» **EXCERPT TO READ**
The study examines how a strategic aggregator offers regulation capacity for distributed energy resources such as plug‑in electric vehicles in power markets. The goal is to maximize aggregator revenue while limiting penalty risk from poor service delivery. The authors develop data‑driven, risk‑averse day‑ahead two‑stage stochastic and hour‑ahead distributionally robust chance‑constrained models, with a conic safe approximation, to handle uncertainties in DER parameters and sub‑hourly regulation signals, and validate them via numerical experiments. The resulting approach controls regulation quality according to risk aversion and, by learning parameter distributions from data, outperforms robust optimization and traditional chance‑constrained methods in accuracy and robustness cost.

» **TASK DIRECTIONS**
Copy the passage on aggregator regulation capacity word for word, from "The study examines" up to and including "and robustness cost.". The data that follows comes from a separate source.

» **RECORD SET**
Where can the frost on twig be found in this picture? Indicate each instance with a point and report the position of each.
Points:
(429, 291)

---

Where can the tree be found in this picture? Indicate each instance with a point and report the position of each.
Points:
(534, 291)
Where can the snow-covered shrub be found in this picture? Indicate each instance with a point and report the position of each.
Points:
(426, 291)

» **REPLY TO THE EXERCISE**
The study examines how a strategic aggregator offers regulation capacity for distributed energy resources such as plug‑in electric vehicles in power markets. The goal is to maximize aggregator revenue while limiting penalty risk from poor service delivery. The authors develop data‑driven, risk‑averse day‑ahead two‑stage stochastic and hour‑ahead distributionally robust chance‑constrained models, with a conic safe approximation, to handle uncertainties in DER parameters and sub‑hourly regulation signals, and validate them via numerical experiments. The resulting approach controls regulation quality according to risk aversion and, by learning parameter distributions from data, outperforms robust optimization and traditional chance‑constrained methods in accuracy and robustness cost.